__AUFGABE 1__
Welcher Mutterkonzern gibt laut dem Übungstext die Tamedia-Publikationen heraus?
__AUFGABE 2__
Erklären Sie anhand des Übungstexts, weshalb ein unreflektiertes Copy Paste aus der Crowd zu extremen politischen Lagern beiträgt.

__ÜBUNGSTEXT__
Nicht das Ende des Lokaljournalismus

Vom einst stolzen Tagblatt von Winterthur, dem Landboten, scheint nur noch ein Schatten seiner selbst übrig zu sein. Der gewinnorientierte Mutterkonzern TX, der die Tamedia-Publikationen herausgibt, hat den Sparhebel – einmal mehr – angesetzt. Die Lokalredaktion hat scheinbar jegliche Motivation verloren, hinkt den Stories nur noch hinterher, anstatt sie aufzudecken. Aus dem Mutterhaus hört man etwas von «Qualitätsjournalismus». Qualitätsjournalismus heisst aber nicht nur investigative Recherche, die in den Tamedia-Blättern zu nationalen Themen durchaus zu finden sind. Qualitätsjournalismus heisst auch Berichterstattung vor der Haustüre, über den Missstand in der Schulleitung unserer Kinder, über das Gemauschel im Stadtparlament, das wir mitgewählt haben, über zu hohe Gebühren, welche der Sportverein einstreicht. Stattdessen werden Katzen, die Haitianische Migranten in den USA essen, wie ein unverschämter künftiger US-Präsident behauptet, als Breaking-News tausendfach wiedergekäut (sic). Im ersten Fall braucht es eine engagierte Redaktion, die es wagt, den Meinungsführerinnen auf die Finger zu schauen, beim zweiten reicht ein unreflektiertes Copy Paste aus der Crowd, was die eigene Publikation letztlich überflüssig macht. Ersteres trägt zur Meinungsbildung bei, zweiteres zur Frontenbildung aufgrund fehlender relevanter und differenzierter Informationen und letztlich zu extremen politischen Lagern. Beispiele dafür gibt es in Ostdeutschland, wo ganze Landstriche ohne überprüfte Berichterstattung auskommen müssen. Journalismus ist kein einfacher Markt. Aber es braucht kein Wirtschaftsstudium, um zu begreifen, dass diese Spar-Strategie keinen Gewinn bringt.

__DATENEINTRÄGE__
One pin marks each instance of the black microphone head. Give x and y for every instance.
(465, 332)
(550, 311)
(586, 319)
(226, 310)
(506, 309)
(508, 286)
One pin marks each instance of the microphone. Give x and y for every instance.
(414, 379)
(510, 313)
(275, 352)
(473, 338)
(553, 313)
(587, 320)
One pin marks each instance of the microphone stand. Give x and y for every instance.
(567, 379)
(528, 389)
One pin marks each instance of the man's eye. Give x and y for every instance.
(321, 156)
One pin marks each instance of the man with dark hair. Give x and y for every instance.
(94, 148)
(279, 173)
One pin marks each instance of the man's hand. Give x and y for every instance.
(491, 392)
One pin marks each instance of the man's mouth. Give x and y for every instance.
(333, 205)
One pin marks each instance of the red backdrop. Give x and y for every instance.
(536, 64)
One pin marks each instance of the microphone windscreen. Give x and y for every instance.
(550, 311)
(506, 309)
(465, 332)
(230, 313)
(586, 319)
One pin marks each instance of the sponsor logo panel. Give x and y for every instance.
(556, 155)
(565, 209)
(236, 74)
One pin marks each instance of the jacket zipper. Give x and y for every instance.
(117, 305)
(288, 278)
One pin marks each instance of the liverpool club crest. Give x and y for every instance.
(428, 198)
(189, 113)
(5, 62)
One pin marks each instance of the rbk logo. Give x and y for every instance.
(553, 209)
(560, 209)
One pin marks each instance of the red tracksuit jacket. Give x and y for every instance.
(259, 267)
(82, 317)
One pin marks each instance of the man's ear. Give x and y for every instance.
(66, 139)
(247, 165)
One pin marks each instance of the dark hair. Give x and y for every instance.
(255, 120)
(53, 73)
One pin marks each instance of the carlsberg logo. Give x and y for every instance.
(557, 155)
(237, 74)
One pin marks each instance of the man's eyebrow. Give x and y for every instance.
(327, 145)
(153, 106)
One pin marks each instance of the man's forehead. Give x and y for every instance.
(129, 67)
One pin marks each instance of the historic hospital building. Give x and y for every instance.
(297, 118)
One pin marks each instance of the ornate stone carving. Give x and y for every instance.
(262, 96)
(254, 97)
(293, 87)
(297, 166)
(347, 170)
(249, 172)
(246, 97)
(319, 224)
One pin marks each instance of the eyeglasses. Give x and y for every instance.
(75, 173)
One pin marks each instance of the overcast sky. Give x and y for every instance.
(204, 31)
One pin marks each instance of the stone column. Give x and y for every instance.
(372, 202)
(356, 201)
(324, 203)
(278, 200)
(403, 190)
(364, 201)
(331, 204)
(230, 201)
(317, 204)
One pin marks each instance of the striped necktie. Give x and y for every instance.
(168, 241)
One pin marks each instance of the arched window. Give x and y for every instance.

__LÖSUNG 1__
Der gewinnorientierte Mutterkonzern TX.

__LÖSUNG 2__
Bei dieser Art der Berichterstattung fehlen relevante und differenzierte Informationen. Das fördert die Frontenbildung und führt letztlich zu extremen politischen Lagern.